# Directions
1 > In the text on signs of shock, what does searing chest or back pain with high blood pressure suggest?
2 > Extend the text on signs of shock, starting right after its final sentence.

# Document extract
*** Block opens ***

Confusion is a common and sensitive sign of shock.
Practical tip
Altered cognition is the most sensitive and universal sign of hypoperfusion.[2]
presence of risk factors
Take a history to identify risk factors for shock. The underlying cause must be treated as soon as possible.
Common causes include:
History of sepsis
Recent myocardial infarction
Surgery, trauma, haemorrhage (e.g., ruptured aortic aneurysm, upper gastrointestinal bleed, ectopic pregnancy)
Exposure to known allergens or change in medication (important in suspected anaphylactic shock)
Significant comorbidities (e.g., chronic lung, liver, or kidney disease; ischaemic heart disease; diabetes).
fever
chest pain
Anterior crushing chest pain and ST elevation suggests ST-elevation myocardial infarction. Most commonly present with myocardial infarction.[3][29][36]
Searing chest/back pain with hypertension suggests aortic dissection.
Other causes of chest pain are tension pneumothorax, trauma, pulmonary embolism, cardiac ischaemia , empyema, or oesphageal rupture.

*** Block closes ***

# Listed entries
*** Block opens ***

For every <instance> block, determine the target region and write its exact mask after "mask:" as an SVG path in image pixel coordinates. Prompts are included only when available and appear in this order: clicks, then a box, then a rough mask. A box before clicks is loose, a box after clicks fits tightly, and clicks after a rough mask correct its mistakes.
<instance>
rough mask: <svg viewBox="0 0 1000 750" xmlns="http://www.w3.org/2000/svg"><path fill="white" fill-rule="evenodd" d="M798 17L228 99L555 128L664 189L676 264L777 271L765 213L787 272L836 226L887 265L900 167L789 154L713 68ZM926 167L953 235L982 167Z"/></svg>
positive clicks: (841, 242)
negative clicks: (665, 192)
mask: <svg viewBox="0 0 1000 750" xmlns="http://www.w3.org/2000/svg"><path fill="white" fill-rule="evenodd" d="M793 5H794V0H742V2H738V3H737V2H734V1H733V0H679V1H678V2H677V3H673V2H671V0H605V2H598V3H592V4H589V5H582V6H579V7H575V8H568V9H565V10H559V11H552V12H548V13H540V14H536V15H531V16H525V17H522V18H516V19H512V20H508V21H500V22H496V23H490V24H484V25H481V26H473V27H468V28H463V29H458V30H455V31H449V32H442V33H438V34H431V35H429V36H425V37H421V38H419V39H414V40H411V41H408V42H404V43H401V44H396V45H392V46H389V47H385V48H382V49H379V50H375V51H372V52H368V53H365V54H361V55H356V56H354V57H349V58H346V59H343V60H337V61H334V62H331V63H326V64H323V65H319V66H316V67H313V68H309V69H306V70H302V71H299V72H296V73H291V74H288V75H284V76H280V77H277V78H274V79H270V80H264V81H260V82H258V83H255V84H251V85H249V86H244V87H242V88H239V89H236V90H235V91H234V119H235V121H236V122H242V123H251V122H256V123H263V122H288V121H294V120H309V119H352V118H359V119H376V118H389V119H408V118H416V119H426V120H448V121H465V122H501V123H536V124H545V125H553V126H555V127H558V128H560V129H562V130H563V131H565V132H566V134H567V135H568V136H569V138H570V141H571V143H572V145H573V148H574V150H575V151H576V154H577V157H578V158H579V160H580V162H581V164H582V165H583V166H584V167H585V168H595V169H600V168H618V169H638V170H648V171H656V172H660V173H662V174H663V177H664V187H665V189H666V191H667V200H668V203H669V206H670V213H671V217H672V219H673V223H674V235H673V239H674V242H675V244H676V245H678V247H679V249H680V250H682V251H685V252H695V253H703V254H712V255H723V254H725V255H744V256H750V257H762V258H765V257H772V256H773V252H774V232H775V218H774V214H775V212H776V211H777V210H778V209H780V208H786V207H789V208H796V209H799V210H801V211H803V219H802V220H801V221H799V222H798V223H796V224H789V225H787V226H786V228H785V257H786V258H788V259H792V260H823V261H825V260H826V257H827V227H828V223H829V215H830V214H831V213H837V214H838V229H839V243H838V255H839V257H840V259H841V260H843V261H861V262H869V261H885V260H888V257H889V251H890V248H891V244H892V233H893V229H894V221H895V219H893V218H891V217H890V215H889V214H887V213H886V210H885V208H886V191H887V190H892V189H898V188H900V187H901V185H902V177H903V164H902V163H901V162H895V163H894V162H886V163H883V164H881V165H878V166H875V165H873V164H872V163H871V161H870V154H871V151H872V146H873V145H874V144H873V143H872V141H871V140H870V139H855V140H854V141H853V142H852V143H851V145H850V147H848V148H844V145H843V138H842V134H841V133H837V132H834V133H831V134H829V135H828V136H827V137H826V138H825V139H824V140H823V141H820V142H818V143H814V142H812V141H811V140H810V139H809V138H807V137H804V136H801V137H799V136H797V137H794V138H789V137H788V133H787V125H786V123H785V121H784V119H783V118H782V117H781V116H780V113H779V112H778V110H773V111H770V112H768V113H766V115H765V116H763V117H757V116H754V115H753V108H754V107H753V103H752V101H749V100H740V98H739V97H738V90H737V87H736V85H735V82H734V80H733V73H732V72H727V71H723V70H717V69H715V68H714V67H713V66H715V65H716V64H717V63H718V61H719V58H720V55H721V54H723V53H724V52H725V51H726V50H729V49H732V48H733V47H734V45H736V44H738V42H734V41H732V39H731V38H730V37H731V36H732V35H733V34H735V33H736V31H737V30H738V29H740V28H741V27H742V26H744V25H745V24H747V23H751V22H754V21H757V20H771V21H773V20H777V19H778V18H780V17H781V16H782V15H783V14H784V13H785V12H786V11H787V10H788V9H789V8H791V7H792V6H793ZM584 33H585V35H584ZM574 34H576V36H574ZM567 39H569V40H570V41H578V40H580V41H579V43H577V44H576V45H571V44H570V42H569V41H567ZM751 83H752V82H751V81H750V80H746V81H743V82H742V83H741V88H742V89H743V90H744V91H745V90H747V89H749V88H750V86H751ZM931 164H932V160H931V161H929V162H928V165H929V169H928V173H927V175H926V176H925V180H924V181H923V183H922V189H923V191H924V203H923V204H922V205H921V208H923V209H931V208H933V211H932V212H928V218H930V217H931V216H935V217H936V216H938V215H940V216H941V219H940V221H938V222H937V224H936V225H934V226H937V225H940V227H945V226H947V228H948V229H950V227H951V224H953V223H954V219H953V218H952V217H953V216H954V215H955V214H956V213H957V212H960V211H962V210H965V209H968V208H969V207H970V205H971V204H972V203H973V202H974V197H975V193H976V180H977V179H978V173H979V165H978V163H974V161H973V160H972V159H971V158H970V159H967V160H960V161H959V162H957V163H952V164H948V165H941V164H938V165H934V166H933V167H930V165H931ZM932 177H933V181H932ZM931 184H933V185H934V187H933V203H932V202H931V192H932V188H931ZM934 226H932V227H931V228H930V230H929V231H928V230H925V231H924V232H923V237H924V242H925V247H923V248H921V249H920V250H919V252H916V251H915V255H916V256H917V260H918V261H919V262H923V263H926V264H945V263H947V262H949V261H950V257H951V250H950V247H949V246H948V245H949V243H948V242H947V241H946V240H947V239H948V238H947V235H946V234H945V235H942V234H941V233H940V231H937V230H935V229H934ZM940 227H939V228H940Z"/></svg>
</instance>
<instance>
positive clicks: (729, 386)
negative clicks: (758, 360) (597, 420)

*** Block closes ***

# Answers in order
1 > Aortic dissection.

2 >
dyspnoea
Look for tachypnoea and increased work of breathing.
Respiratory rate may be increased because of hypoxia (e.g., in pneumonia) but will often remain elevated despite correction of PaO 2 as worsening perfusion generates a metabolic acidosis requiring respiratory compensation.[2]
Never ignore tachypnoea. Respiratory rate is an excellent marker of physiological compromise that is poorly utilised and often overlooked.
uncommon
hypothermia
Persistent hypothermia that is resistant to treatment is rare but is the most obvious clinical sign of end-stage irreversible shock of any cause.[25]
Hypothermia may be due to vasoconstriction and can also be seen in patients with trauma.
Other diagnostic factors
uncommon
abdominal pain
May be due to the underlying cause, which includes the following.[1]
Ruptured abdominal aortic aneurysm, which classically presents with loin pain and is associated with haemorrhagic shock.
Sepsis with a pelvic or abdominal source of infection, which is associated with distributive shock.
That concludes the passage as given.